Material shown: Begin

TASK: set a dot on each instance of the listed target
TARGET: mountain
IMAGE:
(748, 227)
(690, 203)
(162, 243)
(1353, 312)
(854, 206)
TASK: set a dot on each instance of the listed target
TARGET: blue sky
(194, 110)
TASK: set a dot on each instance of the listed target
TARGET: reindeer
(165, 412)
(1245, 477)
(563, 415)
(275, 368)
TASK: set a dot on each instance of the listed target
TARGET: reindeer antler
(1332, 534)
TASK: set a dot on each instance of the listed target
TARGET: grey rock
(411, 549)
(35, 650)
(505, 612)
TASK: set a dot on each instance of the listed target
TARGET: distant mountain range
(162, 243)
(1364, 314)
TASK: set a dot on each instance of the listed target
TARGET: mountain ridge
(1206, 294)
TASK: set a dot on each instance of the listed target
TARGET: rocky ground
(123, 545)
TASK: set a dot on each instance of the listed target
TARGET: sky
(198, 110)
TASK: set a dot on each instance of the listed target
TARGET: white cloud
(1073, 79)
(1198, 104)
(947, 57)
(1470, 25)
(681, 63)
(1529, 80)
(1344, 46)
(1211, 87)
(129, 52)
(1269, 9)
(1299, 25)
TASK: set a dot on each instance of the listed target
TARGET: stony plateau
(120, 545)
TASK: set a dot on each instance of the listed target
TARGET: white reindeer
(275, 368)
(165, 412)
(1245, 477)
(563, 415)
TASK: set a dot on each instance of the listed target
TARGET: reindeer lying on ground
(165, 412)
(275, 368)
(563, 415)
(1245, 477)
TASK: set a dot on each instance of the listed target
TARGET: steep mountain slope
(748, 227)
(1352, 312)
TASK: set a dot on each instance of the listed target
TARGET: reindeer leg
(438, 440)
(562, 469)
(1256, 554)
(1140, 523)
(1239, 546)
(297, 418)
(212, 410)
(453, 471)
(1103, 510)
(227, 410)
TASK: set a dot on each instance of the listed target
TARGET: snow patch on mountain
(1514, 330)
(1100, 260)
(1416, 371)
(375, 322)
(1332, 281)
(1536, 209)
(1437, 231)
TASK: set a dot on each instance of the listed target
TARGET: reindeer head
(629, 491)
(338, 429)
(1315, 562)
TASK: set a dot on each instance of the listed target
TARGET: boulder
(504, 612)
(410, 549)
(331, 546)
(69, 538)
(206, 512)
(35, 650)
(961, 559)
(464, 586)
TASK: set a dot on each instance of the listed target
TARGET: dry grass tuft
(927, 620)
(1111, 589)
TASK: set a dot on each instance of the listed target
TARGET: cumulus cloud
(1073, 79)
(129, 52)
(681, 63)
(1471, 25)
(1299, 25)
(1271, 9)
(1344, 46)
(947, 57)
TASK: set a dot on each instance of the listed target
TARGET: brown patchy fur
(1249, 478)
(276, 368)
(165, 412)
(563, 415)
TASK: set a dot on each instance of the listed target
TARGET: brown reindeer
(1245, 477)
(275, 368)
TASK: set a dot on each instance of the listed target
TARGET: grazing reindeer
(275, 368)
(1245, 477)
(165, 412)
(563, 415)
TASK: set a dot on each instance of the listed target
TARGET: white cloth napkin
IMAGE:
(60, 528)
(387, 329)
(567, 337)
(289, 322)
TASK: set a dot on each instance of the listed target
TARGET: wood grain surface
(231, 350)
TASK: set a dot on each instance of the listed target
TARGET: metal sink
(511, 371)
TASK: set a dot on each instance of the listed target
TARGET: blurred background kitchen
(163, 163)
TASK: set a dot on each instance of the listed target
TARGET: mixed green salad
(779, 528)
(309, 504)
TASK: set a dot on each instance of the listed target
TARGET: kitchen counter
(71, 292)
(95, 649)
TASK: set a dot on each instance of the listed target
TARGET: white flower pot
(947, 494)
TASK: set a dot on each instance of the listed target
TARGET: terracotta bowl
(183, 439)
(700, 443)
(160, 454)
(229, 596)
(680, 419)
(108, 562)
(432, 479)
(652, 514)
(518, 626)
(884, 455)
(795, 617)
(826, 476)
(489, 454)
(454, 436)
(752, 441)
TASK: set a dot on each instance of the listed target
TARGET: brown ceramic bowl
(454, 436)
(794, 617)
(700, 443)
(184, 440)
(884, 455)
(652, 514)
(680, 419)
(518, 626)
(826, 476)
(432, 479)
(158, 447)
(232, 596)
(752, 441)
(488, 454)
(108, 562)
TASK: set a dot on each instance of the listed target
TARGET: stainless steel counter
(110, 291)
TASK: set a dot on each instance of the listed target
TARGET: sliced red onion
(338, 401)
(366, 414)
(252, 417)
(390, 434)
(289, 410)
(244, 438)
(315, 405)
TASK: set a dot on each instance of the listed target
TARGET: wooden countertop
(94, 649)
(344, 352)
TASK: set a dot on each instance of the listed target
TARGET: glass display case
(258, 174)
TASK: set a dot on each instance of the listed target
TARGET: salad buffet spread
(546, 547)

Material shown: End

Exercise brief -
Your answer must be the line holding "TARGET: mixed green salad" and every later line of the entries above, written out exactly, and nothing else.

Solution for this exercise -
TARGET: mixed green salad
(779, 528)
(309, 504)
TASK: set a dot on each instance of the listed target
TARGET: kitchen counter
(71, 292)
(95, 649)
TASK: set a dot on each instance of the listed target
TARGET: white flower pot
(947, 494)
TASK: set a dot on each instance of the listed target
TARGET: terracotta bowl
(183, 439)
(700, 443)
(160, 454)
(229, 596)
(680, 419)
(108, 562)
(432, 479)
(652, 514)
(518, 626)
(884, 455)
(795, 617)
(826, 476)
(489, 454)
(454, 436)
(752, 441)
TASK: set a dot on each instance of the listed target
TARGET: brown ceramic bowl
(454, 436)
(794, 617)
(700, 443)
(184, 440)
(884, 455)
(652, 514)
(680, 419)
(518, 626)
(826, 476)
(432, 479)
(158, 447)
(232, 596)
(752, 441)
(488, 454)
(108, 562)
TASK: set a dot on each instance of the listed target
TARGET: stainless steel counter
(110, 291)
TASK: set a dot on each instance of the listed target
TARGET: sliced red onion
(338, 401)
(366, 414)
(252, 417)
(390, 434)
(289, 410)
(244, 438)
(315, 405)
TASK: set a dot on each instance of the listed target
TARGET: wooden countertop
(94, 649)
(344, 352)
TASK: set a dot on each instance of the listed target
TARGET: glass display case
(258, 174)
TASK: set a dot on each instance of the listed target
TARGET: salad buffet spread
(546, 547)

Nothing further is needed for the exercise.